>> start
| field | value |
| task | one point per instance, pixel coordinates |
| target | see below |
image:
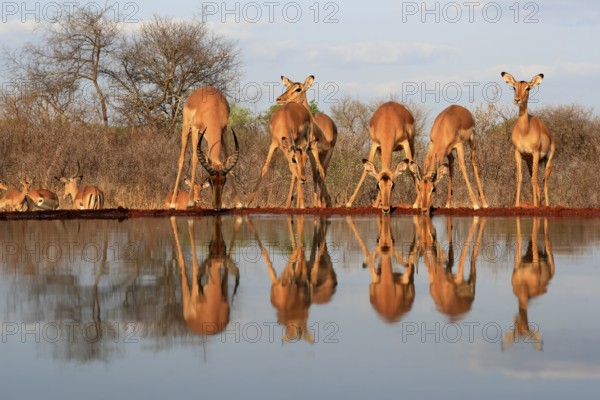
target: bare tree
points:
(73, 50)
(159, 65)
>> end
Task statement: Rewrite the entries above with "bare tree" changed to "leafless tree" and every other line left as it is. Leave out the picture.

Exercise result:
| field | value |
| task | one point per instance, pixel coordinates |
| target | see below |
image:
target: leafless tree
points:
(73, 50)
(159, 65)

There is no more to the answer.